Copy the entries below verbatim, omitting any pictures they contain.

***** Entries shown *****

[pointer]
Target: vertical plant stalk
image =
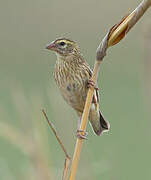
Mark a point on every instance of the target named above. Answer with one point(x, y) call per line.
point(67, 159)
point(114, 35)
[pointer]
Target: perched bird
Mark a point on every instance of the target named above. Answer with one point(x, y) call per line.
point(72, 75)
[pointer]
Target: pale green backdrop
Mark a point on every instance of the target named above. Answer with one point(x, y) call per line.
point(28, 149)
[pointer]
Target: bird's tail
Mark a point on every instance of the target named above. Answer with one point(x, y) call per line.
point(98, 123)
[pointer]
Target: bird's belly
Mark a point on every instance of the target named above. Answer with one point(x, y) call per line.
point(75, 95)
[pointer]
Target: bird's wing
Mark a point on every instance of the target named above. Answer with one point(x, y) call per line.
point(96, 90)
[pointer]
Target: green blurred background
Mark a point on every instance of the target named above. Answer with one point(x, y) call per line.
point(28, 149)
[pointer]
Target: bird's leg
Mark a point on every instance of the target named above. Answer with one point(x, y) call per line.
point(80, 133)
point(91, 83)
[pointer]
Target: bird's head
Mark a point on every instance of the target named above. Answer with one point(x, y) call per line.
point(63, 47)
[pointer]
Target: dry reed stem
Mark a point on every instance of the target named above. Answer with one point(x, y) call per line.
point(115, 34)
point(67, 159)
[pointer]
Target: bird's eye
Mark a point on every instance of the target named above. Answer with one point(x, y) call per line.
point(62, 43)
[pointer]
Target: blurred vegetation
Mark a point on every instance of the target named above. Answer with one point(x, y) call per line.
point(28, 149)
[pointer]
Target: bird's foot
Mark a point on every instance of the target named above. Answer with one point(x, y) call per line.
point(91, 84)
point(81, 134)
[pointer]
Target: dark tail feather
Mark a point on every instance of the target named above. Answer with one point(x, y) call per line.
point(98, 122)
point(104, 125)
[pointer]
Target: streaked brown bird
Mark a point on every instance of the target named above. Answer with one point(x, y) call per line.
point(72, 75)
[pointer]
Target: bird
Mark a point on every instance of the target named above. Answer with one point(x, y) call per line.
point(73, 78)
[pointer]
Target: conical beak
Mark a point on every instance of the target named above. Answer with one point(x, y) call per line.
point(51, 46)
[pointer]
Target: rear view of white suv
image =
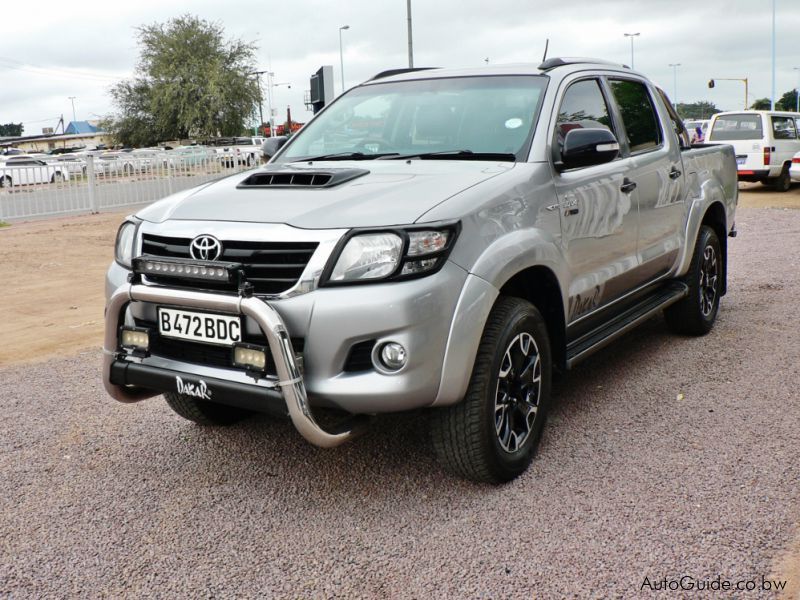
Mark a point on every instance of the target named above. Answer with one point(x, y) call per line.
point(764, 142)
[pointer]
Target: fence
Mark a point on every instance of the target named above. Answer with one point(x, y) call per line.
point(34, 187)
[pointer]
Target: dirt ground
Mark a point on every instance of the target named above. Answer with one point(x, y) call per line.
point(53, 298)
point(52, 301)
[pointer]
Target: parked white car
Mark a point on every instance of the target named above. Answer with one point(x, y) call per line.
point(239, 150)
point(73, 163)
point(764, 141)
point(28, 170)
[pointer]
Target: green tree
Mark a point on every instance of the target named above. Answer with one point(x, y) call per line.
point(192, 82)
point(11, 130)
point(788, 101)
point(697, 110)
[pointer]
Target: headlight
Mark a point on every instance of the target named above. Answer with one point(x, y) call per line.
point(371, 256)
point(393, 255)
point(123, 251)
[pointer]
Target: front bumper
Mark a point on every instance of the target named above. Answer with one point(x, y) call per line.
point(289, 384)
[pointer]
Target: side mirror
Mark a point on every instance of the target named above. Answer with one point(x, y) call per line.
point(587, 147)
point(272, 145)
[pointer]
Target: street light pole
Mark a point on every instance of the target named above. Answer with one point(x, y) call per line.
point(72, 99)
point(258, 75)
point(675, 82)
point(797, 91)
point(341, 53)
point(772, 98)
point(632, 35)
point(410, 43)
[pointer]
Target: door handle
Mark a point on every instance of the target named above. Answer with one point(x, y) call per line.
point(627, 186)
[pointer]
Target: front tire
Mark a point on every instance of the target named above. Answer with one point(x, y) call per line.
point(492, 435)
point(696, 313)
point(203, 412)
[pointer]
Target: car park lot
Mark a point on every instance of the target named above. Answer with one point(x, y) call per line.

*****

Answer box:
[pointer]
Target: vertical plant stalk
image =
Mark a point on every instance of the target named above. Answer with one point(x, y) call per line.
point(67, 159)
point(114, 35)
[pointer]
Target: perched bird
Mark a point on every instance of the target named above. Answer with one point(x, y) call per line.
point(72, 75)
[pointer]
Target: pale green backdrop
Mark a point on every instance of the target named above. Answer with one point(x, y) call per line.
point(28, 149)
[pointer]
Target: bird's tail
Mark a point on every instance of the target named above. Answer with one point(x, y) call per line.
point(98, 123)
[pointer]
Target: bird's belly
Mark a point on every instance of the target named above. Answer with one point(x, y) call per line.
point(75, 95)
[pointer]
Target: bird's wing
Mark a point on every instance of the target named above. Answer with one point(x, y) call per line.
point(96, 90)
[pointer]
Target: green blurred background
Mark a point on every instance of the target named above. Answer with one point(x, y) call per line.
point(28, 149)
[pointer]
Target: bird's leg
Mark a point on every instance of the target named above. Answer with one point(x, y) call per line.
point(80, 133)
point(91, 83)
[pointer]
Target: bird's head
Mark a point on every instance of the target named above. Answer with one point(x, y) call per line.
point(63, 47)
[pointer]
Target: dry reed stem
Mark a point on every instance of the target named above. Answer with one point(x, y) call per line.
point(115, 34)
point(67, 159)
[pointer]
Target: bird's eye
Mark a point on every instance of the target named above. Answer with one point(x, y) call per line.
point(62, 43)
[pointer]
Target: blurred vegetation
Mark a point on every instance of the target named above. Answer with one point(x, y) call per line.
point(28, 149)
[pointer]
Target: bird's foot
Mark a point on every instance of the target named above. Answer with one point(x, y) call per line.
point(91, 84)
point(81, 134)
[pointer]
Target: dark tail feather
Mark a point on every instance of the target named above. Answer with one point(x, y) call per line.
point(98, 122)
point(104, 125)
[pointer]
Target: streaked brown bird
Mark a point on every instance of the target named above. Answer with one point(x, y) call per line.
point(72, 75)
[pointer]
Target: bird
Mark a point on every instance of the target named above. Answer with one point(x, y) call per line.
point(73, 78)
[pointer]
Target: conical beak
Mark a point on every instance of the target named above. Answer with one point(x, y) call per line.
point(51, 46)
[pointer]
Target: rear view of white suv
image =
Mark a point on every instance of the target named above. Answer with one point(x, y) call per line.
point(764, 142)
[pointer]
Target: fence
Mark a point on every instance of the target named above. Answer with one point(x, y) call per line.
point(34, 187)
[pointer]
Target: dirt ground
Mark a point on every instance of the target named above. Answer with one point(x, y) call per line.
point(53, 298)
point(52, 301)
[pointer]
Target: parked white car
Mark a point on every instance of the target named above. Answer with one point(x, y) call per line.
point(239, 150)
point(73, 163)
point(764, 141)
point(28, 170)
[pointer]
Target: green tree
Mark a point on every instance of the target named above. Answer with one point(x, y) call per line.
point(192, 82)
point(11, 130)
point(788, 101)
point(697, 110)
[pointer]
Target: headlight
Mark a point on every instance of the target named above. Answer with one point(x, y) call per line.
point(371, 256)
point(393, 255)
point(123, 251)
[pointer]
Target: front bumper
Mark a point on every instance of the target named above. Answer with one point(x, y) call per line.
point(289, 384)
[pointer]
Target: side mirror
Mark a point on every instance of the target named above. Answer with one point(x, y) call per line.
point(587, 147)
point(272, 145)
[pointer]
Target: street light pole
Mark a point on every instance of the target named above. Answer with one point(x, y) call per line.
point(72, 99)
point(258, 75)
point(675, 82)
point(797, 91)
point(341, 53)
point(772, 98)
point(632, 35)
point(410, 43)
[pointer]
Target: door handle
Mark a point on every instance of the target named above. Answer with one point(x, y) call per line.
point(627, 186)
[pointer]
Target: front tire
Mark a point on every instance of the target named above. Answer with one point(x, y) call per line.
point(492, 435)
point(696, 313)
point(203, 412)
[pointer]
Target: car park lot
Mark a point on every instance of the target named above. Answer with one point(x, y) call per line.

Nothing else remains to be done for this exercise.